▶ Exercise requirements: Output only an exact transcription of the line containing "indicate the weathered" and all lines that follow it in the data below.

- - - -

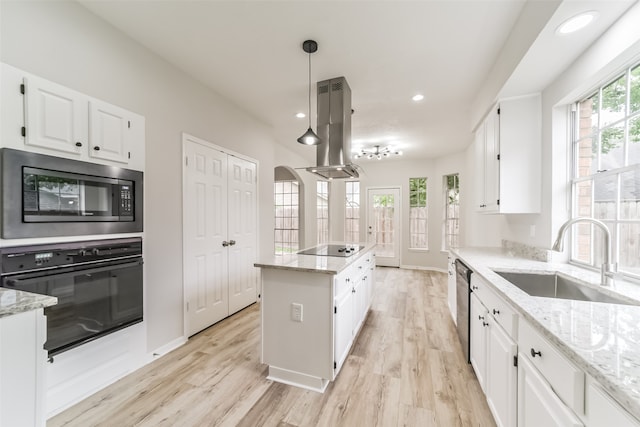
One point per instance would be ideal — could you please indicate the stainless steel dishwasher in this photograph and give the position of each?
(463, 299)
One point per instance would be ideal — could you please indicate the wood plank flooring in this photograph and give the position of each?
(405, 369)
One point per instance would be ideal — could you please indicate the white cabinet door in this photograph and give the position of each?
(451, 287)
(55, 116)
(242, 233)
(359, 303)
(110, 134)
(479, 153)
(22, 371)
(538, 405)
(492, 164)
(343, 333)
(501, 376)
(205, 230)
(478, 339)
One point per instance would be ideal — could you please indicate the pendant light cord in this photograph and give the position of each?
(309, 90)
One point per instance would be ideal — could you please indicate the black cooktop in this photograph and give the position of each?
(332, 250)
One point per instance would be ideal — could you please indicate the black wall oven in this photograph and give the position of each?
(45, 196)
(99, 286)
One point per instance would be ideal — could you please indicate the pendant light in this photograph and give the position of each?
(309, 137)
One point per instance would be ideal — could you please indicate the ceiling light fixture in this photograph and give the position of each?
(376, 152)
(309, 137)
(577, 22)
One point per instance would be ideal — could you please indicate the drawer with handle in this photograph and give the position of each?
(566, 380)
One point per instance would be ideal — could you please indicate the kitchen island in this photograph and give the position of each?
(23, 331)
(312, 309)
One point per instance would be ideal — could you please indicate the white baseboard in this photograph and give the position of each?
(420, 267)
(165, 349)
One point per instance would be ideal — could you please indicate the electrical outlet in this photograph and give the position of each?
(296, 312)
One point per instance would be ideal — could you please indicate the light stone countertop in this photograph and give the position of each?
(313, 263)
(601, 339)
(13, 301)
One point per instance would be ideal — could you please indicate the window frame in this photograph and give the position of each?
(415, 221)
(585, 184)
(293, 243)
(446, 244)
(322, 221)
(349, 222)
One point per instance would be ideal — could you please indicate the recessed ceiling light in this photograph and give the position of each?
(577, 22)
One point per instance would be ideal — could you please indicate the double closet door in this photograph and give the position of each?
(219, 234)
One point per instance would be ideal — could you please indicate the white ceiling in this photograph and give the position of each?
(250, 52)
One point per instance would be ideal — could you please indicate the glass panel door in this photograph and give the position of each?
(383, 226)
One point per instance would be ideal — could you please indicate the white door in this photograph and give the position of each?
(204, 232)
(242, 233)
(56, 117)
(383, 227)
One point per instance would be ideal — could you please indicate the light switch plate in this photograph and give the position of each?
(296, 312)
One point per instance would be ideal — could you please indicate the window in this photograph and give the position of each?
(451, 211)
(418, 213)
(322, 209)
(286, 215)
(606, 172)
(352, 212)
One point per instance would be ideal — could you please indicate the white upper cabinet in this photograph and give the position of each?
(44, 117)
(508, 157)
(110, 135)
(56, 117)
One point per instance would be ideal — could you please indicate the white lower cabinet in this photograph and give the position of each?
(353, 292)
(451, 286)
(478, 339)
(502, 376)
(343, 312)
(538, 405)
(22, 369)
(492, 357)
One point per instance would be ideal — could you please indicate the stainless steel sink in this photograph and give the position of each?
(556, 286)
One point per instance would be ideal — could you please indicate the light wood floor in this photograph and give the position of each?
(406, 369)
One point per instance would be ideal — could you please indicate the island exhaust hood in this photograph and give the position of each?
(333, 157)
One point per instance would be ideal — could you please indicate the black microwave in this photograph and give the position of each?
(44, 196)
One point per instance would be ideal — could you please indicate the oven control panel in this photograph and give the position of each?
(26, 258)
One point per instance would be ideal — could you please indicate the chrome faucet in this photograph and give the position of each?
(606, 271)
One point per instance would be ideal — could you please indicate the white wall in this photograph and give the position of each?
(64, 43)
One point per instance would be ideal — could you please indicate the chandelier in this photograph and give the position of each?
(376, 152)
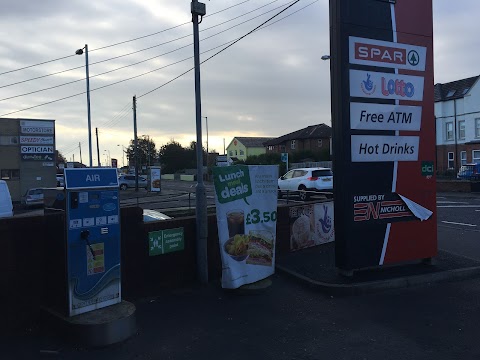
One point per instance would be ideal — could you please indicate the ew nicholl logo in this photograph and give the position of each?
(232, 183)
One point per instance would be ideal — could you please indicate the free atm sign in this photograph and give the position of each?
(384, 132)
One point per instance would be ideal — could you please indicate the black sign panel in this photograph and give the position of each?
(383, 131)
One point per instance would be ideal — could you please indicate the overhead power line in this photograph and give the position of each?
(142, 61)
(119, 43)
(168, 82)
(225, 48)
(118, 118)
(144, 49)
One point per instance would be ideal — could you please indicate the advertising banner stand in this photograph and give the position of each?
(155, 179)
(246, 200)
(383, 132)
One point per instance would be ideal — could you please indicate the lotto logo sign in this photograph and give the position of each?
(387, 54)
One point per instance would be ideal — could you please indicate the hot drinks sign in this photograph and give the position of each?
(384, 132)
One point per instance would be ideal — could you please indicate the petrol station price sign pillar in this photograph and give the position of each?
(384, 131)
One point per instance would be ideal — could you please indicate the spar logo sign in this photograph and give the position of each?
(367, 84)
(387, 54)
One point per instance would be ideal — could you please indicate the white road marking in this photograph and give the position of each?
(454, 223)
(458, 206)
(451, 202)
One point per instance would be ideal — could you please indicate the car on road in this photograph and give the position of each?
(469, 172)
(128, 181)
(304, 181)
(153, 215)
(32, 197)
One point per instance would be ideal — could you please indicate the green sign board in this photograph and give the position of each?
(232, 183)
(165, 241)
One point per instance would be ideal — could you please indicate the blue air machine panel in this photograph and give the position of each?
(93, 239)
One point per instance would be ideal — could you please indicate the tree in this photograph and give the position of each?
(147, 154)
(174, 157)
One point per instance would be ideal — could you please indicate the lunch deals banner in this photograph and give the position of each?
(246, 200)
(311, 225)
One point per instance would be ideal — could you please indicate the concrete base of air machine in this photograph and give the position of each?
(102, 327)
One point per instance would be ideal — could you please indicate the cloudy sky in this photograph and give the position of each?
(270, 83)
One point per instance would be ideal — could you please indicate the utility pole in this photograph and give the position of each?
(135, 140)
(198, 9)
(80, 147)
(206, 126)
(98, 148)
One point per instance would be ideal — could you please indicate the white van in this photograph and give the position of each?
(6, 207)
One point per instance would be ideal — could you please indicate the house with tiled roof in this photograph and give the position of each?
(457, 114)
(242, 147)
(315, 138)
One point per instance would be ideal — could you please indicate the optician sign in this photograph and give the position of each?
(36, 149)
(369, 84)
(37, 140)
(41, 127)
(384, 133)
(44, 140)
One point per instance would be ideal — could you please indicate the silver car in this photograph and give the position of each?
(128, 181)
(304, 181)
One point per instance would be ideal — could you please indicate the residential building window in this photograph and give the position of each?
(476, 156)
(449, 131)
(461, 130)
(463, 157)
(10, 174)
(451, 160)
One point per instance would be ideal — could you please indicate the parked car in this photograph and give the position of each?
(305, 180)
(60, 180)
(153, 215)
(33, 197)
(6, 207)
(126, 181)
(469, 172)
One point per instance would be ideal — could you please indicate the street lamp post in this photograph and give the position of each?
(124, 150)
(109, 159)
(198, 9)
(80, 52)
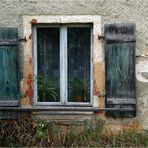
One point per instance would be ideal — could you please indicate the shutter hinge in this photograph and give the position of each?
(101, 37)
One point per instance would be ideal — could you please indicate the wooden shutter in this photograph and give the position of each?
(9, 79)
(120, 69)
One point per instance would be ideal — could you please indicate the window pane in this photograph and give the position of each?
(48, 64)
(79, 64)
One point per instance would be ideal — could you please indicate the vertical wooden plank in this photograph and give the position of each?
(9, 73)
(63, 64)
(120, 68)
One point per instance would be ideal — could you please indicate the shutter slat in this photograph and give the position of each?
(120, 68)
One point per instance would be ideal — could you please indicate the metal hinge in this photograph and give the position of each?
(101, 37)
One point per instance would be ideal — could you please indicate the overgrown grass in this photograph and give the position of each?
(39, 133)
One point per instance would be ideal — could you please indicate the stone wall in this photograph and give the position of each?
(110, 11)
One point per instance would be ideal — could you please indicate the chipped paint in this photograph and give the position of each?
(28, 21)
(141, 67)
(33, 21)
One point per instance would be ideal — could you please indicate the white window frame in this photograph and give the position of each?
(63, 65)
(97, 56)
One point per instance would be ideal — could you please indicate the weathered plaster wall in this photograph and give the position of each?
(111, 11)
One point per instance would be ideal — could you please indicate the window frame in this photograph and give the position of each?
(63, 64)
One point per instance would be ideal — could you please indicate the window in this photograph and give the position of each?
(63, 68)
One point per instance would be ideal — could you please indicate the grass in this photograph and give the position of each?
(39, 133)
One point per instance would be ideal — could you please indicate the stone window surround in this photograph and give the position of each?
(98, 56)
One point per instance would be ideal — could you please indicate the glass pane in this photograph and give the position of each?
(79, 64)
(48, 64)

- - - -

▶ Answer below:
One point per instance would be ideal — could you please indicate the weathered plaster wall in this photograph and give the position of each?
(111, 11)
One point per instance would be ideal — could you please indicate the window frame in this photograph and give the position of each?
(63, 64)
One point per instance would be ideal — could you please indicate the window in this photograph and give the position of each?
(63, 68)
One point per instance would be ideal — could you please indicate the grass in this photograph and give the position of each?
(39, 133)
One point per instance would be ideal — could you please indicate the stone window surround in this photograph and give the position of each?
(98, 56)
One point per instance would be ideal — could you please indicate the glass pane in this photograph and give the position of each?
(79, 64)
(48, 64)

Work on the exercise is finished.